* _List of tasks_
1. Answer each question from the article on stress and depression below.
(a) About what share of people does major depression cripple?
(b) With which university are Matthew Wanat and Paul Phillips associated?
(c) What molecule is released in the nucleus accumbens when a mouse explores a novel object?
2. State whether each statement agrees with the article on stress and depression below. Answer yes or no, and quote the words from the article that decide it.
(a) Anhedonia means the inability to feel pleasure.
(b) The researchers studied the rewarding properties of sex and food.
(c) Childhood trauma is one factor that increases the risk of major depression.

* _Document text_
□ □ □

MIND AND MATTER: ROBERT M. SAPOLSKY

Stress Starts Up The Machinery of Major Depression

New revelations about the nuts and bolts of major depression focus on the role of stress

 

Updated April 24, 2014 4:00 p.m. ET

It's hard not to be pulled by the sheer terror of some exotic diseases. Headlines are commanded by the tragedies of the likes of Ebola virus, mad-cow disease or progeria. But when it comes to everyday medical misery, nothing quite beats major depression. It sucks the very air out of life, cripples millions of people (about 15% of us) and, within a decade, is likely to be the second leading cause of global medical disability.

 

 

New research reveals some of the nuts-and-bolts biology of how depression works. Getty Images

Many factors increase the risk of major depression, including variants of a number of genes, childhood trauma and endocrine and immunological abnormalities. A frequent trigger is stress. Recent research shows how this might occur.

 

The stress angle concerns "anhedonia," psychiatric jargon for "the inability to feel pleasure." Anhedonia is at the core of the classic definition of major depression as "malignant sadness."

 

The abilities to anticipate, pursue and feel pleasure revolve around a neurotransmitter called dopamine in a brain region called the nucleus accumbens. Publishing in the journals Nature and Nature Neuroscience, Matthew Wanat and Paul Phillips of the University of Washington and colleagues explored the effects of stress on dopamine in mice. Rather than taking the easy path of studying the rewarding properties of a slam-dunk like sex or yummy food, the authors looked at a subtler pleasure.

 

Put a novel object—say, a ball—in a mouse's cage. When the mouse encounters the ball and explores it, the arousing mystery, puzzle and challenge cause the release of a molecule in the nucleus accumbens called CRF, which boosts dopamine release. If the unexpected novel object was a cat, that mouse's brain would work very differently. But getting the optimal amount of challenge, what we'd call "stimulation," feels good.

□ □ □

* _Data_
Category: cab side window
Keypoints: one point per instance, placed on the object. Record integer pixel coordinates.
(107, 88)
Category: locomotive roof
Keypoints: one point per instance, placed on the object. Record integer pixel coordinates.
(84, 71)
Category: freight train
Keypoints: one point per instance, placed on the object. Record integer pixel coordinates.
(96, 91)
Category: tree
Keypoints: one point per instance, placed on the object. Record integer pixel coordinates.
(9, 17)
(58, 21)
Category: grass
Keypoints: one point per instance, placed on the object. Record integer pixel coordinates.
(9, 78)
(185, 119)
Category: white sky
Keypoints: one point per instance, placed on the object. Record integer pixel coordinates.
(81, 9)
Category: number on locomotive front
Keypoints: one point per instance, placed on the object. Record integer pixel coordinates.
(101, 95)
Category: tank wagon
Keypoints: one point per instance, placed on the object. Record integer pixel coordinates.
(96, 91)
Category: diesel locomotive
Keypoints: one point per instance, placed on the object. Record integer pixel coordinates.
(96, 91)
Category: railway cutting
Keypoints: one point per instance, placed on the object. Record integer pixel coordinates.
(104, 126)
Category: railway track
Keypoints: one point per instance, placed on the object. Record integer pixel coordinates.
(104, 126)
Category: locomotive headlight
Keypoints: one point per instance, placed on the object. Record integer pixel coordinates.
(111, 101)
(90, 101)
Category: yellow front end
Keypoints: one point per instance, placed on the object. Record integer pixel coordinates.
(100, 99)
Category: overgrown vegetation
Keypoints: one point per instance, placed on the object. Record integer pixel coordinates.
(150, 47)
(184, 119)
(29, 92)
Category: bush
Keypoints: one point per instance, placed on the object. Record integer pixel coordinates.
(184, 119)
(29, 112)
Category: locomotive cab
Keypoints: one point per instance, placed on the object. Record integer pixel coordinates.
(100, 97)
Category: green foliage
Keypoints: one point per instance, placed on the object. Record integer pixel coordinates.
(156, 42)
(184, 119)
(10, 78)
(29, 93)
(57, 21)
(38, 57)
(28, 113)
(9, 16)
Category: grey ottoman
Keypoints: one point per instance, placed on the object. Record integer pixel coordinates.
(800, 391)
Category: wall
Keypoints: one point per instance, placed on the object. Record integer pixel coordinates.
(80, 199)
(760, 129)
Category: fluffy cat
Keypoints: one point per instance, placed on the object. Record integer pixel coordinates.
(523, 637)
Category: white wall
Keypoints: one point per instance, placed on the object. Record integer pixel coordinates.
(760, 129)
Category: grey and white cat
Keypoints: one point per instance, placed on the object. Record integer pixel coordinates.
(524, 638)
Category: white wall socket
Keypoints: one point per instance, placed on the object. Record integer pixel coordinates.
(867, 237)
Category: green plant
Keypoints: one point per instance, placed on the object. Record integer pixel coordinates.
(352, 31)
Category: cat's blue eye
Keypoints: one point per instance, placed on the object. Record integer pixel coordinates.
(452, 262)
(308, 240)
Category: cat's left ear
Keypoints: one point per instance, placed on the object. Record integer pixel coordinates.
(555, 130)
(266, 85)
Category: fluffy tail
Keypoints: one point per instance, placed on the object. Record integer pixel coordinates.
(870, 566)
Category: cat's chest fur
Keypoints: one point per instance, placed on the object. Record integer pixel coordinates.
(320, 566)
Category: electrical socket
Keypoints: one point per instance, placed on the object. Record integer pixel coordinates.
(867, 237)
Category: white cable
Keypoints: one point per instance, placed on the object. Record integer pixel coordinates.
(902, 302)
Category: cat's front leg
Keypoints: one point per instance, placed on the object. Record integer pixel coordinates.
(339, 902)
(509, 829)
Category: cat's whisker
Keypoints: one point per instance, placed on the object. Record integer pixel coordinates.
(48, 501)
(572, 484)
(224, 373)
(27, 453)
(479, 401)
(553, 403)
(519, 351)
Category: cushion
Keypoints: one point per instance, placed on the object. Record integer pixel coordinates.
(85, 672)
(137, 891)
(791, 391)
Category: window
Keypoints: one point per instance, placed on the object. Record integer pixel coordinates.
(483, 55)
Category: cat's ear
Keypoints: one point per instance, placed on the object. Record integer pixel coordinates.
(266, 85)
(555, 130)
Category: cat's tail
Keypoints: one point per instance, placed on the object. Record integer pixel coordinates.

□ □ □

* _Numbered responses_
1.
(a) About 15%
(b) The University of Washington
(c) CRF

2.
(a) Yes: "psychiatric jargon for "the inability to feel pleasure.""
(b) No: "Rather than taking the easy path of studying the rewarding properties of a slam-dunk like sex or yummy food, the authors looked at a subtler pleasure."
(c) Yes: "including variants of a number of genes, childhood trauma and endocrine and immunological abnormalities"